The task: Each record must be repeated exactly as it stands.

Working data:
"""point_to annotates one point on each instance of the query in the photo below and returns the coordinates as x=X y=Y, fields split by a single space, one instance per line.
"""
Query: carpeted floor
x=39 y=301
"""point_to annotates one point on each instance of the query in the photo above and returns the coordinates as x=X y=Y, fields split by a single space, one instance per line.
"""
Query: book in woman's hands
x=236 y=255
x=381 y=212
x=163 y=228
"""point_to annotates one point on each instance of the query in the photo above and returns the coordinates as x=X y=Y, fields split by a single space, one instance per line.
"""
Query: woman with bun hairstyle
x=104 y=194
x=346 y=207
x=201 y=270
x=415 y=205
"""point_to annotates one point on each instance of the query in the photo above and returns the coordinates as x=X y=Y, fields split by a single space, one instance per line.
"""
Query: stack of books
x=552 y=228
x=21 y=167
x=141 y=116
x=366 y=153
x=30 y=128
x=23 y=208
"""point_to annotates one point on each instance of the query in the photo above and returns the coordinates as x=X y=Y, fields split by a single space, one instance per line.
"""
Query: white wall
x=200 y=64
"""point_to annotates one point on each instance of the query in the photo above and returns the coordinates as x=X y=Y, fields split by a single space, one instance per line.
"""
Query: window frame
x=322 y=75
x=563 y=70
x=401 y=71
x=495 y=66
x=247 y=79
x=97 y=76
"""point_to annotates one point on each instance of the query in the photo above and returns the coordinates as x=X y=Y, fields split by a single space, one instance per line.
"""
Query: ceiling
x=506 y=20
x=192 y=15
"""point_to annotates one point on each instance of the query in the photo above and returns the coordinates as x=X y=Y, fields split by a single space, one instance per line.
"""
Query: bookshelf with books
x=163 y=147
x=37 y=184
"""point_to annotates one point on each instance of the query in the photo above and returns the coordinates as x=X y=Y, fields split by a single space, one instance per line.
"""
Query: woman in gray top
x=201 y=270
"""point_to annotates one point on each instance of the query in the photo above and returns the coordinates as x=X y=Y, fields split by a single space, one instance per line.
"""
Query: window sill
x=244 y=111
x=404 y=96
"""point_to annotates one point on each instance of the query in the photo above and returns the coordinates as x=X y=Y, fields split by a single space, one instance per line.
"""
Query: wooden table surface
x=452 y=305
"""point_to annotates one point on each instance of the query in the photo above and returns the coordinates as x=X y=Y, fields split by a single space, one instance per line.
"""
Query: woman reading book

Solution for this problem:
"""point_to annotates one point on each instance of the query in the photo below and returns the coordinates as x=X y=Y, fields split by a single space, one instance per line.
"""
Query: carpeted floor
x=39 y=301
"""point_to annotates one point on each instance of the query in the photo above and returns the coordinates as x=X y=Y, fields split by a single space, one instance per line.
"""
Query: book in woman's hands
x=236 y=255
x=381 y=212
x=163 y=228
"""point_to annotates one point on each instance of the query in the photo above and returns the coordinates as x=X y=Y, fields split by a single space, one instance per line.
"""
Query: woman with bun hairstyle
x=104 y=194
x=346 y=207
x=201 y=270
x=415 y=205
"""point_to annotates one point on each instance of the query in the photo above and returns the coordinates as x=X y=Y, fields split by a single space, one instance per line.
"""
Query: stack of books
x=552 y=228
x=21 y=167
x=141 y=116
x=366 y=153
x=30 y=128
x=23 y=208
"""point_to annotates one point on each instance of the query in the photo above and returns the coordinates as x=X y=Y, fields split by a single space, one instance per line.
"""
Query: white wall
x=200 y=64
"""point_to annotates one point on each instance of the query in the photo above and returns the coordinates as x=X y=Y, fields split by a single space, one instance per line.
"""
Query: window frame
x=322 y=75
x=563 y=70
x=401 y=71
x=495 y=66
x=247 y=79
x=97 y=76
"""point_to annotates one point on each instance of the query in the photo above and returns the coordinates as x=X y=Y, fields split by a single space, one instance per line.
"""
Query: ceiling
x=506 y=20
x=192 y=15
"""point_to annotates one point on each instance of the query in the photo above and returns the coordinates as x=X y=Y, fields split by a single space, one instance per line.
"""
Query: bookshelf with books
x=163 y=147
x=37 y=184
"""point_to annotates one point on each instance of the query in the photo above and returns the coordinates as x=X y=Y, fields split by a single space, one instance per line.
"""
Query: woman in gray top
x=201 y=270
"""point_to annotates one point on each instance of the query in the photo above and returns the coordinates as x=X y=Y, fields split by a single space, one instance per line.
"""
Query: window sill
x=244 y=111
x=404 y=96
"""point_to annotates one point on each instance of the query in the photo above and returns the coordinates as x=X y=Y, fields split by a single space, one instance per line.
"""
Query: wooden table surface
x=452 y=305
"""point_to annotates one point on each instance of the query in the photo above and returns the coordinates as x=X y=Y, fields split by a single space, one instance per line.
"""
Query: woman reading book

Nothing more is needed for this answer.